[Source extract Boundary: Start]
US liquefied natural gas exports increased to an average 3.7 billion cubic feet per day in August, an improvement of 19 percent over the previous month of July amid rising spot and forward natural gas prices in Europe and Asia, according to the government’s Short-Term Energy Outlook.
The report noted that natural gas and LNG prices had fallen to record lows in late May and June as Covid-19 mitigation efforts reduced global consumption.
“Higher global forward prices indicate improving netbacks for buyers of US LNG in European and Asian markets for the upcoming fall and winter seasons,” said the latest report from the Energy Information Administration.
The EIA report cited forecasts of natural gas demand recovery and potential LNG supply reductions because of maintenance at some plants.
“EIA forecasts that US LNG exports will return to pre-COVID levels by November 2020 and will average more than 9 Bcf per day from December 2020 through February 2021,” added the report.
[Source extract Boundary: End]
[Material shown Boundary: Start]
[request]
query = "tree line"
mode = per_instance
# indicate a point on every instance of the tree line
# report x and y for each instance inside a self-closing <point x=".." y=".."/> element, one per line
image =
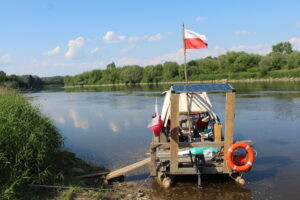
<point x="283" y="61"/>
<point x="28" y="82"/>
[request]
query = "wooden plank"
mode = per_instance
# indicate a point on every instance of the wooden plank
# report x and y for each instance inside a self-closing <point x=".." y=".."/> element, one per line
<point x="93" y="175"/>
<point x="217" y="132"/>
<point x="127" y="169"/>
<point x="195" y="144"/>
<point x="229" y="125"/>
<point x="174" y="140"/>
<point x="192" y="170"/>
<point x="153" y="167"/>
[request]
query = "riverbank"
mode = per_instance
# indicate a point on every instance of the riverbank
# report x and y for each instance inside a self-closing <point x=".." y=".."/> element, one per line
<point x="35" y="165"/>
<point x="250" y="80"/>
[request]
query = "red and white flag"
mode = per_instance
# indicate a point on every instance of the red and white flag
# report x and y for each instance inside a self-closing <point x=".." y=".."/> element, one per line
<point x="156" y="123"/>
<point x="194" y="40"/>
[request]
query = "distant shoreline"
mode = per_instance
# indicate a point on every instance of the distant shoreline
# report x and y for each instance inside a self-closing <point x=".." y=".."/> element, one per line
<point x="250" y="80"/>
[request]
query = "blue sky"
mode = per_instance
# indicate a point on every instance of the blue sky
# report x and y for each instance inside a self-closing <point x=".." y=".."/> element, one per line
<point x="59" y="37"/>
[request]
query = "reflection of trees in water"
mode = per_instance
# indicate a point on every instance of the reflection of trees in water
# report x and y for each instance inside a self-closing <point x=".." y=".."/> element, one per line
<point x="286" y="111"/>
<point x="215" y="187"/>
<point x="266" y="86"/>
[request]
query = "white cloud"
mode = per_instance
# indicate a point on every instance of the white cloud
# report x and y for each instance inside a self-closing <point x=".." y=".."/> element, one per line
<point x="128" y="48"/>
<point x="96" y="50"/>
<point x="295" y="42"/>
<point x="5" y="59"/>
<point x="74" y="46"/>
<point x="134" y="39"/>
<point x="111" y="37"/>
<point x="150" y="38"/>
<point x="125" y="61"/>
<point x="77" y="121"/>
<point x="200" y="19"/>
<point x="155" y="37"/>
<point x="52" y="52"/>
<point x="259" y="48"/>
<point x="242" y="32"/>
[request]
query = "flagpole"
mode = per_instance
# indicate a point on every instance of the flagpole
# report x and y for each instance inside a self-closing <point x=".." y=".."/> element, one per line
<point x="185" y="74"/>
<point x="184" y="52"/>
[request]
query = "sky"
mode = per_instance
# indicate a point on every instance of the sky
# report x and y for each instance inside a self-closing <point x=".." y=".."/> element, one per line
<point x="61" y="37"/>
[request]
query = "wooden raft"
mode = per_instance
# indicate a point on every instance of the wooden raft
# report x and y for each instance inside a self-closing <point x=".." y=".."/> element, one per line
<point x="125" y="170"/>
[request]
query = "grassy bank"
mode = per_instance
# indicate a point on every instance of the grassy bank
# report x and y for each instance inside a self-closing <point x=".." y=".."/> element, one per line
<point x="31" y="151"/>
<point x="191" y="81"/>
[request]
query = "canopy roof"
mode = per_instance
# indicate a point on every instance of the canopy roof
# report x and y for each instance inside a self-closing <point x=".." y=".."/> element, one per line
<point x="203" y="88"/>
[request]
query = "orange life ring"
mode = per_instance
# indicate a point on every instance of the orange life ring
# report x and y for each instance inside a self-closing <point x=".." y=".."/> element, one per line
<point x="229" y="158"/>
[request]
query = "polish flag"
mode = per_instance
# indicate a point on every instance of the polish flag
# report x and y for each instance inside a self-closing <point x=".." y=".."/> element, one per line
<point x="156" y="123"/>
<point x="194" y="40"/>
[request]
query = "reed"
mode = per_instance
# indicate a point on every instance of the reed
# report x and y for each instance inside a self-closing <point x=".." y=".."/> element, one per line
<point x="29" y="145"/>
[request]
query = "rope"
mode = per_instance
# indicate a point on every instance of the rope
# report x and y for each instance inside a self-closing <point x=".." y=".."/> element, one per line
<point x="138" y="189"/>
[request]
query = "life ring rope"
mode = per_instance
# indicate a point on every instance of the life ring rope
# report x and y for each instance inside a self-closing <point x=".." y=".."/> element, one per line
<point x="249" y="162"/>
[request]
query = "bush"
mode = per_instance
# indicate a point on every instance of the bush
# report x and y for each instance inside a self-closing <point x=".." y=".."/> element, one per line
<point x="29" y="145"/>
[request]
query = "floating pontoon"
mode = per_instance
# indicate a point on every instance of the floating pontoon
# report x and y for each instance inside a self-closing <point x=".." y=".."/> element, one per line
<point x="186" y="148"/>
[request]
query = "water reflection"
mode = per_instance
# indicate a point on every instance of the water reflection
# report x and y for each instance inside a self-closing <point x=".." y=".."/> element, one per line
<point x="114" y="122"/>
<point x="78" y="122"/>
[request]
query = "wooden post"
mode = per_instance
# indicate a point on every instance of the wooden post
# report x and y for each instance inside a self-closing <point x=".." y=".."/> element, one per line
<point x="153" y="167"/>
<point x="217" y="132"/>
<point x="174" y="143"/>
<point x="229" y="125"/>
<point x="184" y="54"/>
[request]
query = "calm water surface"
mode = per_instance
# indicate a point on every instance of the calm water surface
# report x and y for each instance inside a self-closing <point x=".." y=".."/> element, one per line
<point x="108" y="126"/>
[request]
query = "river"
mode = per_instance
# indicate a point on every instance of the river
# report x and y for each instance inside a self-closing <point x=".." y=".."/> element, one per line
<point x="108" y="126"/>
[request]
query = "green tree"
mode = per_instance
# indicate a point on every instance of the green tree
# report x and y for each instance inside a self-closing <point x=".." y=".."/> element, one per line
<point x="132" y="74"/>
<point x="170" y="70"/>
<point x="273" y="61"/>
<point x="111" y="66"/>
<point x="294" y="60"/>
<point x="2" y="76"/>
<point x="283" y="48"/>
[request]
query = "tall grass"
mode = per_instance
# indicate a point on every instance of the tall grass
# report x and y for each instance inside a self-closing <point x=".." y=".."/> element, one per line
<point x="29" y="145"/>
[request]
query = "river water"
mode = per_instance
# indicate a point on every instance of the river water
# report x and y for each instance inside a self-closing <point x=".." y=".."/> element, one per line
<point x="108" y="126"/>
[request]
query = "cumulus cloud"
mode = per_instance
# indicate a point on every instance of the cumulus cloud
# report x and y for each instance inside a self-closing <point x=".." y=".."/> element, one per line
<point x="155" y="37"/>
<point x="96" y="50"/>
<point x="295" y="42"/>
<point x="125" y="61"/>
<point x="52" y="52"/>
<point x="130" y="47"/>
<point x="111" y="37"/>
<point x="73" y="47"/>
<point x="5" y="59"/>
<point x="242" y="32"/>
<point x="78" y="122"/>
<point x="134" y="39"/>
<point x="259" y="48"/>
<point x="200" y="19"/>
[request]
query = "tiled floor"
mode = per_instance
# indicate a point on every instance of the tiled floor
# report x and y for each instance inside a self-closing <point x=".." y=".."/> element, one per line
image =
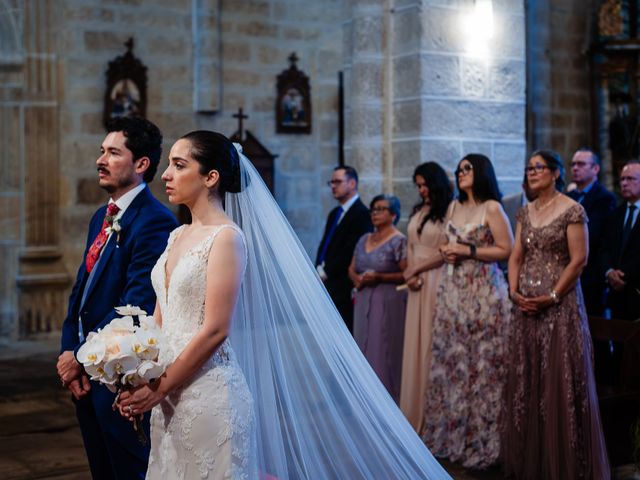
<point x="39" y="436"/>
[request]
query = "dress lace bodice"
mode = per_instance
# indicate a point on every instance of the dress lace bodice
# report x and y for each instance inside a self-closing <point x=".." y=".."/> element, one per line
<point x="181" y="299"/>
<point x="204" y="428"/>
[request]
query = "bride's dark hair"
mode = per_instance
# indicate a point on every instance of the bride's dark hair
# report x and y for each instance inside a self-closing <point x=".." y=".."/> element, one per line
<point x="214" y="151"/>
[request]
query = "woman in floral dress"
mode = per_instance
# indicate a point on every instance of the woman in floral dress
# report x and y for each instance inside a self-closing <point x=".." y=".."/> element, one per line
<point x="471" y="323"/>
<point x="424" y="269"/>
<point x="552" y="426"/>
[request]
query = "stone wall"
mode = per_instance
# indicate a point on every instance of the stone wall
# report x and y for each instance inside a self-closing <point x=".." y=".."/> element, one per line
<point x="559" y="100"/>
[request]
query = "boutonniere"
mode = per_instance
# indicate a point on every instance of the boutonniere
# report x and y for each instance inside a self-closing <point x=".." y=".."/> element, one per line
<point x="114" y="228"/>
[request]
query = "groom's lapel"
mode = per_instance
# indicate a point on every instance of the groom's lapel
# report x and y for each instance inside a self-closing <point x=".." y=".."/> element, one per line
<point x="125" y="223"/>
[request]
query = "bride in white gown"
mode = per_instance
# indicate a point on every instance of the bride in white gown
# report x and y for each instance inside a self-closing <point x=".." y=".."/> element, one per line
<point x="264" y="381"/>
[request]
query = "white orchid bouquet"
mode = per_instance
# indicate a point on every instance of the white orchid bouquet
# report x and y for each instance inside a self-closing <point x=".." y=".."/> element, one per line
<point x="124" y="354"/>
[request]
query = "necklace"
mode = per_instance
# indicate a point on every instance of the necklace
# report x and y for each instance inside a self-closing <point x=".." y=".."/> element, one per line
<point x="545" y="205"/>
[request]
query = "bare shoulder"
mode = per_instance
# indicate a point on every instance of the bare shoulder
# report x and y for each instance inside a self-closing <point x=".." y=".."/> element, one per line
<point x="229" y="239"/>
<point x="566" y="201"/>
<point x="494" y="207"/>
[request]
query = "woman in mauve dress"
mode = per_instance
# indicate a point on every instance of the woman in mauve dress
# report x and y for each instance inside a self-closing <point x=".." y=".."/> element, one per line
<point x="551" y="428"/>
<point x="425" y="236"/>
<point x="376" y="270"/>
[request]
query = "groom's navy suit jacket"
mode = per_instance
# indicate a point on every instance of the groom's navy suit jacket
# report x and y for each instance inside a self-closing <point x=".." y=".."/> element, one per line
<point x="121" y="277"/>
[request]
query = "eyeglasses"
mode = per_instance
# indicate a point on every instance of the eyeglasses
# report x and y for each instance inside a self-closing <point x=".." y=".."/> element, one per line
<point x="380" y="209"/>
<point x="334" y="182"/>
<point x="464" y="170"/>
<point x="538" y="168"/>
<point x="581" y="164"/>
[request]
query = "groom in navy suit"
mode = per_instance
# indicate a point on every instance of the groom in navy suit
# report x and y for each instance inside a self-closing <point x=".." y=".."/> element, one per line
<point x="125" y="239"/>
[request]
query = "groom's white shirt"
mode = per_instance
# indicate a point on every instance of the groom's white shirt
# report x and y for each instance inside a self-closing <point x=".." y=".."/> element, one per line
<point x="123" y="203"/>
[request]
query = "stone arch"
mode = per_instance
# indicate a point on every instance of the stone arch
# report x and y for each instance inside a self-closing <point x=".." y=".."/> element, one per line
<point x="11" y="44"/>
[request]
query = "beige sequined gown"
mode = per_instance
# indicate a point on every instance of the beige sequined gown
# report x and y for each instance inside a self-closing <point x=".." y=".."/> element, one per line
<point x="551" y="427"/>
<point x="202" y="430"/>
<point x="419" y="318"/>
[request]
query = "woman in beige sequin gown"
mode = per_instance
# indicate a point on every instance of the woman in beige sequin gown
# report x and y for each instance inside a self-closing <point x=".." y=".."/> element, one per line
<point x="551" y="426"/>
<point x="425" y="235"/>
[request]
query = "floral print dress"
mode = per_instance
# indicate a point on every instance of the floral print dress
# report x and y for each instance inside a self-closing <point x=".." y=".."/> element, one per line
<point x="464" y="398"/>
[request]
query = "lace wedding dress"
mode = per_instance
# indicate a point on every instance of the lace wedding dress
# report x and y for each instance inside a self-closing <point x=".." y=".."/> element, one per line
<point x="204" y="429"/>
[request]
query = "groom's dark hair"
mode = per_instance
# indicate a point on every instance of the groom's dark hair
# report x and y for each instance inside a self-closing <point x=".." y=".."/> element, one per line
<point x="143" y="138"/>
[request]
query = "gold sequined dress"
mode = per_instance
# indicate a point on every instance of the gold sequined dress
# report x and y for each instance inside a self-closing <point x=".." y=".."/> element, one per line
<point x="551" y="428"/>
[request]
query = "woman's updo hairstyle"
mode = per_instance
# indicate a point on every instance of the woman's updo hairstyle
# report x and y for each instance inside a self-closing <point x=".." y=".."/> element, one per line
<point x="214" y="151"/>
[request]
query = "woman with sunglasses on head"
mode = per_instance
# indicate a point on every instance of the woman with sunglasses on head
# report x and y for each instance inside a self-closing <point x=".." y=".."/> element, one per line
<point x="551" y="427"/>
<point x="376" y="270"/>
<point x="467" y="374"/>
<point x="424" y="267"/>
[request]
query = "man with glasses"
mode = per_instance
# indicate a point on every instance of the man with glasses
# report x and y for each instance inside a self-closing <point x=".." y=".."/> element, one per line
<point x="598" y="202"/>
<point x="620" y="254"/>
<point x="345" y="225"/>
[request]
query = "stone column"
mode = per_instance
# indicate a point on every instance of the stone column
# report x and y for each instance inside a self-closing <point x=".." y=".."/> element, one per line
<point x="366" y="93"/>
<point x="41" y="279"/>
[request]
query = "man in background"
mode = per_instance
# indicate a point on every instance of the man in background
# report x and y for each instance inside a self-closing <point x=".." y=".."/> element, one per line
<point x="598" y="202"/>
<point x="126" y="237"/>
<point x="345" y="225"/>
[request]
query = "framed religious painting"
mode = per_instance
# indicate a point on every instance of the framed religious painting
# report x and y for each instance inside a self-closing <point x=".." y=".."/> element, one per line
<point x="126" y="89"/>
<point x="293" y="100"/>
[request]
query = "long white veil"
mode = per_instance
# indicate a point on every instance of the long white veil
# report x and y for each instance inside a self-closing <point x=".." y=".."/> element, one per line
<point x="321" y="412"/>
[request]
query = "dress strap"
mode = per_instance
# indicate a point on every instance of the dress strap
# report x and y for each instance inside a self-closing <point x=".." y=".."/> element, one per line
<point x="451" y="209"/>
<point x="210" y="241"/>
<point x="175" y="233"/>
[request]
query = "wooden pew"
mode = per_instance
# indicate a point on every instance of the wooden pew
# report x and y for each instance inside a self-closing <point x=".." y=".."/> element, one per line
<point x="620" y="401"/>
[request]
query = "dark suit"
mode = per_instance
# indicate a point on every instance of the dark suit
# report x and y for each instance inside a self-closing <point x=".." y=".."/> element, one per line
<point x="624" y="304"/>
<point x="598" y="203"/>
<point x="121" y="277"/>
<point x="355" y="223"/>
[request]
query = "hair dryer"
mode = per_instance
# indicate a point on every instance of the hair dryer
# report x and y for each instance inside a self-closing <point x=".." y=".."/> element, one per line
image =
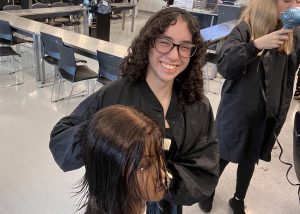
<point x="290" y="18"/>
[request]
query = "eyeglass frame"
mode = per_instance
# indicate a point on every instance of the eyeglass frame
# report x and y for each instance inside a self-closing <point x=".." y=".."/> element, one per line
<point x="193" y="50"/>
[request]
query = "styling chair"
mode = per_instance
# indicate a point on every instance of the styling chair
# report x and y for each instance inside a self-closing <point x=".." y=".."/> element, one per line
<point x="72" y="72"/>
<point x="67" y="21"/>
<point x="7" y="41"/>
<point x="296" y="148"/>
<point x="109" y="68"/>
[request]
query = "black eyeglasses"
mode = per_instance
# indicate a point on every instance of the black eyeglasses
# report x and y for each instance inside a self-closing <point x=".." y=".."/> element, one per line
<point x="164" y="46"/>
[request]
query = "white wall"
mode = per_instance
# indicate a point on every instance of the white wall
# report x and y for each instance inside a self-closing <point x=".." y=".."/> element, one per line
<point x="151" y="5"/>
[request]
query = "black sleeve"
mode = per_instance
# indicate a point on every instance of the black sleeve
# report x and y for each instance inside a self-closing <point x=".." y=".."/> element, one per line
<point x="196" y="173"/>
<point x="236" y="53"/>
<point x="66" y="136"/>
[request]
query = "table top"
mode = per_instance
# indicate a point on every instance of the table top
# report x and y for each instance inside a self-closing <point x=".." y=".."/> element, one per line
<point x="80" y="42"/>
<point x="217" y="32"/>
<point x="49" y="10"/>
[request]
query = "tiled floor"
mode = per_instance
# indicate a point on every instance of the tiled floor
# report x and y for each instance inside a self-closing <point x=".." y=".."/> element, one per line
<point x="32" y="183"/>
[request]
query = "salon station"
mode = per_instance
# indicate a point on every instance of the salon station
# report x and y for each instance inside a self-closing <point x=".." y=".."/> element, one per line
<point x="92" y="37"/>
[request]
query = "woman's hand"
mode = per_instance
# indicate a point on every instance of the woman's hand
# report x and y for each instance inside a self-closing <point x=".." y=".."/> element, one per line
<point x="273" y="40"/>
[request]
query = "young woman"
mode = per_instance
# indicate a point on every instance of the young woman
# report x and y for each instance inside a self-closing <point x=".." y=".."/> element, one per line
<point x="123" y="160"/>
<point x="258" y="63"/>
<point x="162" y="76"/>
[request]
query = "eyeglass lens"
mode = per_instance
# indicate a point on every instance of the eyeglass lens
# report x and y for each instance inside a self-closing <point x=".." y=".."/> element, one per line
<point x="163" y="45"/>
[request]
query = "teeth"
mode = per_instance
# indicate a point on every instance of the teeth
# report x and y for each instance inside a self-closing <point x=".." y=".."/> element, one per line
<point x="167" y="66"/>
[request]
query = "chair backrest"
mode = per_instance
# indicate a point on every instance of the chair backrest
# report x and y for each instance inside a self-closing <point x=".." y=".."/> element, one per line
<point x="5" y="31"/>
<point x="50" y="45"/>
<point x="39" y="5"/>
<point x="12" y="7"/>
<point x="109" y="66"/>
<point x="59" y="4"/>
<point x="67" y="62"/>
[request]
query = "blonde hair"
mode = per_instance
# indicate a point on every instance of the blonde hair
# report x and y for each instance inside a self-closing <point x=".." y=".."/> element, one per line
<point x="262" y="18"/>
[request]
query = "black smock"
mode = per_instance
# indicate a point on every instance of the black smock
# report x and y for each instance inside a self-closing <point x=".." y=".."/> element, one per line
<point x="194" y="165"/>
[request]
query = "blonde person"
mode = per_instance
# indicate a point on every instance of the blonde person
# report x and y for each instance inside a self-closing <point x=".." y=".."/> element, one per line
<point x="258" y="62"/>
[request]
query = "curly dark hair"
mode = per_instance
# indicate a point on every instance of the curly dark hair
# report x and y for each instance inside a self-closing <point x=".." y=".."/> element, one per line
<point x="189" y="84"/>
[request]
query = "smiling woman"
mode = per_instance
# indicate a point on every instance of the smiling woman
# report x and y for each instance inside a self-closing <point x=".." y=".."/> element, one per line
<point x="161" y="75"/>
<point x="123" y="161"/>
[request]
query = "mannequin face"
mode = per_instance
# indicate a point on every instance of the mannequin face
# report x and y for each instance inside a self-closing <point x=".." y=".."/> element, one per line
<point x="166" y="67"/>
<point x="283" y="5"/>
<point x="151" y="185"/>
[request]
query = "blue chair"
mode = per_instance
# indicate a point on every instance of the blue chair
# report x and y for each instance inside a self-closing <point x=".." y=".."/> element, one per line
<point x="109" y="68"/>
<point x="72" y="71"/>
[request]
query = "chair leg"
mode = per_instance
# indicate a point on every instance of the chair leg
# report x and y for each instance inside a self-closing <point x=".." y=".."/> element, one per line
<point x="69" y="98"/>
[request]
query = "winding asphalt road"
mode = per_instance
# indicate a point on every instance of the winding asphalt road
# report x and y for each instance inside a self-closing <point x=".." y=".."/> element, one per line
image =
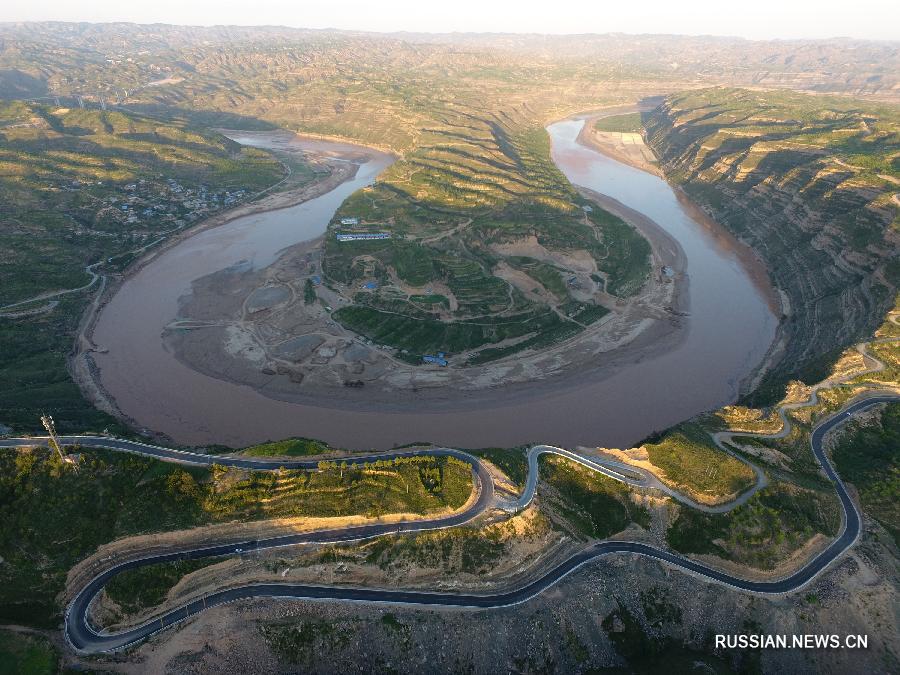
[Material shown Boundary: End]
Parts of the exercise
1. According to the LNG exports text, by what percentage did US LNG exports in August rise over July?
2. From the LNG exports text, print the passage from "The report noted" up to and including "at some plants.".
The records can be set aside.

Task responses
1. 19 percent.

2.
The report noted that natural gas and LNG prices had fallen to record lows in late May and June as Covid-19 mitigation efforts reduced global consumption.
“Higher global forward prices indicate improving netbacks for buyers of US LNG in European and Asian markets for the upcoming fall and winter seasons,” said the latest report from the Energy Information Administration.
The EIA report cited forecasts of natural gas demand recovery and potential LNG supply reductions because of maintenance at some plants.